■ **Records shown**:
-=-=-

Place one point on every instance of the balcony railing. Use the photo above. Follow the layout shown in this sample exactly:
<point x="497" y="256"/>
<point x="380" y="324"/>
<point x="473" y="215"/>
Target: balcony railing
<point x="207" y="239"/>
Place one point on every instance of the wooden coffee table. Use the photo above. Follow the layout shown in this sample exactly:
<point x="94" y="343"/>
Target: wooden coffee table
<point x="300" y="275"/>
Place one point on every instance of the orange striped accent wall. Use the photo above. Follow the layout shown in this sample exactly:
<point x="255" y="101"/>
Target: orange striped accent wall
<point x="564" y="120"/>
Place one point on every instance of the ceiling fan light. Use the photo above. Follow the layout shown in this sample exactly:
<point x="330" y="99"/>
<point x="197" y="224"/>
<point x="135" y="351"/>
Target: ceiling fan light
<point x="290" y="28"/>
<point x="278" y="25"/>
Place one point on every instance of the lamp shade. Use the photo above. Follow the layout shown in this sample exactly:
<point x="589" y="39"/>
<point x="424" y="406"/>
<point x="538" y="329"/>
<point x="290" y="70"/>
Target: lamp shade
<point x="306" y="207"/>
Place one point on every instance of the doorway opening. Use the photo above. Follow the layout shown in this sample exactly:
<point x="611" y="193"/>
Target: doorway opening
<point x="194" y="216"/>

-=-=-

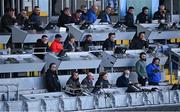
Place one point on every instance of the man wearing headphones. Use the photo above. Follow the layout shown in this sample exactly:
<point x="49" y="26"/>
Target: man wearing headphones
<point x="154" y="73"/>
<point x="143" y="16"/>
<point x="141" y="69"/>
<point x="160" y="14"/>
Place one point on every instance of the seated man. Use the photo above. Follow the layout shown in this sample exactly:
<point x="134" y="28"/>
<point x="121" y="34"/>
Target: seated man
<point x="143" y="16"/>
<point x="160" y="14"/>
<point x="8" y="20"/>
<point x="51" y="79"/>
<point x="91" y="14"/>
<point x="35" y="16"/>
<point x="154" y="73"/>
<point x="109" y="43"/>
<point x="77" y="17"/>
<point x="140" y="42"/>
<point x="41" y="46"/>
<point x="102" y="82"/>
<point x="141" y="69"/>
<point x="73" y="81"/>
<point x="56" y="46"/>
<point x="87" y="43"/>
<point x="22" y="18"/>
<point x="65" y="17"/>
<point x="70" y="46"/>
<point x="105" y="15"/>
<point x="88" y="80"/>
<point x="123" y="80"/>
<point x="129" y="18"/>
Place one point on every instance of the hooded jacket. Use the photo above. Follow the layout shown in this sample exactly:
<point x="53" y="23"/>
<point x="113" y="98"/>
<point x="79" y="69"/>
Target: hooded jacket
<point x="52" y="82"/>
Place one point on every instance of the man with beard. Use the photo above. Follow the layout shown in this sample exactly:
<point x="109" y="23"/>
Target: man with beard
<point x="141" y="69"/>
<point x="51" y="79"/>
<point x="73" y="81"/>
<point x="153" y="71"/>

-=-=-

■ **Brief**: Which lines of the records above contain the string "headphones"? Show each of them in full, and count a match only when the case is the same.

■ **Result of the exercise**:
Place one point on every instance of the man wearing headphones. Use the photo above. Follow the layout shown in this sample exactly:
Target: man wearing headphones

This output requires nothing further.